***** Input rows
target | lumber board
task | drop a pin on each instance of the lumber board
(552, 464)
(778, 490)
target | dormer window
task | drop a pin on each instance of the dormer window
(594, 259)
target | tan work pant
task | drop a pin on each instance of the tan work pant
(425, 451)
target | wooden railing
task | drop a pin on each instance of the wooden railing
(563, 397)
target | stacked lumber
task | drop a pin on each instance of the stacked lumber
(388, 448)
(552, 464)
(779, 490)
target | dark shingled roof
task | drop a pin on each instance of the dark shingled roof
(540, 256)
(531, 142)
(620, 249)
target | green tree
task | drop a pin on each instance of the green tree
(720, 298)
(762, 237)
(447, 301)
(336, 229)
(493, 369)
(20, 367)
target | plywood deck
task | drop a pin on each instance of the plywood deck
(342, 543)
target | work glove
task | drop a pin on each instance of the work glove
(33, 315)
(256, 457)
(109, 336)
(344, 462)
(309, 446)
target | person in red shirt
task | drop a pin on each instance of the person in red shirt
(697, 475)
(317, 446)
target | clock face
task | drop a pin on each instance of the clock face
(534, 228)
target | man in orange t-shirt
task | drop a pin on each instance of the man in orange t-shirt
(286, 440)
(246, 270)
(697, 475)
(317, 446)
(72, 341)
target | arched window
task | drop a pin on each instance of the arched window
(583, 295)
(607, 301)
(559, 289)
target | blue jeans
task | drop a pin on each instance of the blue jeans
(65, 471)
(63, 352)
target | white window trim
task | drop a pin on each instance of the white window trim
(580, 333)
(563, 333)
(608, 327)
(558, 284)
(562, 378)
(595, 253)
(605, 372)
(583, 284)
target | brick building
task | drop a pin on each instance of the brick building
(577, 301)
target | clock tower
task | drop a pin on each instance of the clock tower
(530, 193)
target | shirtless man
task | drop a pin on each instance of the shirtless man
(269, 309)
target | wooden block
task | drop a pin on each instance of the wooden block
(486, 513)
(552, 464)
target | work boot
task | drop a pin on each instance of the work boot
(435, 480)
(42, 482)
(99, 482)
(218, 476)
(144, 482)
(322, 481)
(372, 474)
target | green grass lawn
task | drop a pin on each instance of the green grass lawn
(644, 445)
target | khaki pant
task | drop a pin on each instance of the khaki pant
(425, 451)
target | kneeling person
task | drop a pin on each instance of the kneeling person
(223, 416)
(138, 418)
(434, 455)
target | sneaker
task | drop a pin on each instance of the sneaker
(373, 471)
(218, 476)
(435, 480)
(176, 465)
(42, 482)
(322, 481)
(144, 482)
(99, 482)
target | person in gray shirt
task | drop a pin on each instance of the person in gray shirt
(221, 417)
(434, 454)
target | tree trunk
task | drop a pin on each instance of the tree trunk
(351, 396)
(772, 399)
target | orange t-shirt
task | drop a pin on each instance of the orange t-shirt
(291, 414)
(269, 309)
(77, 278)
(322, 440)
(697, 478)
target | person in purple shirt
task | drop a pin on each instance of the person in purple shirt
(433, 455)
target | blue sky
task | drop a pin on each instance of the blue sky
**********
Output the line containing "target | clock tower" and all lines after it to the end of the records, exactly as given.

# [Output for this task]
target | clock tower
task | drop a pin on each instance of the clock tower
(530, 193)
target | shirtless man
task | drop a pin on each instance of the shirtless man
(269, 309)
target | wooden block
task | drop a pin on each instance of the wooden block
(486, 513)
(552, 464)
target | work boot
task | drop a pin on each instance of the work boot
(435, 480)
(42, 482)
(99, 482)
(218, 476)
(144, 482)
(322, 481)
(372, 474)
target | green grass lawn
task | drop a pin on each instance of the green grass lawn
(644, 445)
target | khaki pant
task | drop a pin on each instance of the khaki pant
(425, 451)
target | kneeling person
task | drop a pin on each instance of the kneeling person
(223, 416)
(138, 418)
(434, 455)
target | sneaker
task | drop a pin on each instance of the sneaker
(373, 471)
(218, 476)
(435, 480)
(176, 465)
(42, 482)
(322, 481)
(144, 482)
(99, 482)
target | person in gray shirt
task | drop a pin on each instance of the person in gray shirt
(221, 417)
(434, 454)
target | tree trunk
task | drop a pin on each instance of the tree trunk
(351, 396)
(772, 399)
target | orange t-shirt
task | drop a pin on each instance of the orange t-shirt
(291, 414)
(269, 309)
(77, 278)
(322, 440)
(697, 478)
target | person in purple shirt
task | drop a pin on each instance of the person in purple shirt
(433, 455)
target | blue sky
task | drop a pin on each instance of the blue sky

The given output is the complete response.